REQUIRED TASK: Rewrite the data below with every "even-odd" changed to "nonzero" and everything else left as it is.

== STORED ROWS

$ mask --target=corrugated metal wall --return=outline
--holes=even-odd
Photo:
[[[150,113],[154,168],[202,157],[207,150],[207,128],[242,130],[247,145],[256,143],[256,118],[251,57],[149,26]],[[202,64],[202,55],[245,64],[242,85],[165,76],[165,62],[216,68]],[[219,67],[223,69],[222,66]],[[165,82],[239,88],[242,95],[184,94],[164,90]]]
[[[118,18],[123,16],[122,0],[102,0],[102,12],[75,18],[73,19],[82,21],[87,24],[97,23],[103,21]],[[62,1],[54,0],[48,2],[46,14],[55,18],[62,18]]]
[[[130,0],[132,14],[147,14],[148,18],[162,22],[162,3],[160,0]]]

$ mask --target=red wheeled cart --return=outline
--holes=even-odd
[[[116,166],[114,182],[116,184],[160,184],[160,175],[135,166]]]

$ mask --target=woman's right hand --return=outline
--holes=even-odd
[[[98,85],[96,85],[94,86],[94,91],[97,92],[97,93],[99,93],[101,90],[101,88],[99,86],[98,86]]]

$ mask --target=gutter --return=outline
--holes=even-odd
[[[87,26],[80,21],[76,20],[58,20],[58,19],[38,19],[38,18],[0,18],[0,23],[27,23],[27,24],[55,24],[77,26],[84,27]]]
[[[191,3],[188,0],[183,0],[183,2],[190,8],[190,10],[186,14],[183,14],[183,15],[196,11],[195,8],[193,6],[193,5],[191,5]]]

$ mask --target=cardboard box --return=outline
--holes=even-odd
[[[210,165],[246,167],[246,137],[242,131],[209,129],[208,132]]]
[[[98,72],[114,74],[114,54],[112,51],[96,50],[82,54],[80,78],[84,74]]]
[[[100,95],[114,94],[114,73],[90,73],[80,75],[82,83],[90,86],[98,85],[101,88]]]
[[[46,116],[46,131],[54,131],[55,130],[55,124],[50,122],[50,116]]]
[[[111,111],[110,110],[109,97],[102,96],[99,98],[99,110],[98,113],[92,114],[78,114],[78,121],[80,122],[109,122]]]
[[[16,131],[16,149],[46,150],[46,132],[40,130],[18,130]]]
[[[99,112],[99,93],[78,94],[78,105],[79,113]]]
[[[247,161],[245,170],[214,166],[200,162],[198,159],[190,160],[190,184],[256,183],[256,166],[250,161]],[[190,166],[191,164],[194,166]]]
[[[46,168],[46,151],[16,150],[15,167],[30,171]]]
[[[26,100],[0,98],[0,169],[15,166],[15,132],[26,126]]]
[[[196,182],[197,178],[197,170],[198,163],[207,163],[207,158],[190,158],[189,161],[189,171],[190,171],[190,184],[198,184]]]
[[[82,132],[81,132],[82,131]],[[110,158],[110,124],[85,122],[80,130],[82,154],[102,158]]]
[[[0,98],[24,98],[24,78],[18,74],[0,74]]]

====

EXERCISE RESPONSE:
$ mask --target=corrugated metal wall --return=outline
--holes=nonzero
Photo:
[[[150,113],[154,168],[202,157],[207,150],[207,128],[242,130],[247,145],[256,143],[256,118],[251,57],[149,26]],[[202,64],[202,55],[245,64],[242,85],[165,76],[165,62],[216,68]],[[219,67],[223,69],[222,66]],[[165,82],[239,88],[242,95],[184,94],[164,90]]]
[[[118,18],[123,16],[122,0],[102,0],[102,12],[75,18],[73,19],[82,21],[87,24],[97,23],[103,21]],[[62,1],[54,0],[48,2],[46,14],[55,18],[62,18]]]
[[[130,0],[132,14],[147,14],[148,18],[162,22],[162,3],[160,0]]]

$ mask --target=red wheeled cart --return=outline
--holes=nonzero
[[[116,166],[114,182],[116,184],[160,184],[160,175],[135,166]]]

$ mask --target=woman's right hand --return=outline
--holes=nonzero
[[[98,85],[96,85],[94,86],[94,91],[97,92],[97,93],[99,93],[101,90],[101,88],[99,86],[98,86]]]

$ mask --target=gutter --return=outline
--holes=nonzero
[[[87,26],[80,21],[76,20],[58,20],[58,19],[38,19],[38,18],[0,18],[0,23],[27,23],[27,24],[55,24],[77,26],[84,27]]]
[[[191,3],[188,0],[183,0],[183,2],[190,8],[190,10],[186,14],[183,14],[183,15],[196,11],[195,8],[193,6],[193,5],[191,5]]]

$ mask --target=cardboard box --return=outline
--holes=nonzero
[[[210,165],[246,167],[246,137],[242,131],[209,129],[208,132]]]
[[[98,72],[114,74],[114,54],[112,51],[96,50],[82,54],[80,78],[84,74]]]
[[[100,95],[114,94],[114,73],[90,73],[80,75],[82,83],[90,86],[98,85],[101,88]]]
[[[46,116],[46,131],[54,131],[55,130],[55,124],[50,122],[50,116]]]
[[[111,111],[110,110],[109,97],[102,96],[99,98],[99,110],[98,113],[92,114],[78,114],[78,121],[80,122],[109,122]]]
[[[16,131],[16,149],[46,150],[46,132],[40,130],[18,130]]]
[[[99,112],[99,93],[78,94],[78,105],[79,113]]]
[[[247,161],[245,170],[214,166],[200,162],[198,159],[190,160],[190,184],[256,183],[256,166],[250,161]],[[190,166],[191,164],[194,166]]]
[[[46,168],[46,151],[16,150],[15,167],[30,171]]]
[[[26,100],[0,98],[0,169],[15,166],[15,132],[26,126]]]
[[[196,182],[197,178],[197,170],[198,163],[207,163],[207,158],[190,158],[189,161],[189,171],[190,171],[190,184],[198,184]]]
[[[82,132],[81,132],[82,131]],[[110,158],[110,124],[85,122],[80,130],[82,154],[102,158]]]
[[[0,98],[24,98],[24,78],[18,74],[0,74]]]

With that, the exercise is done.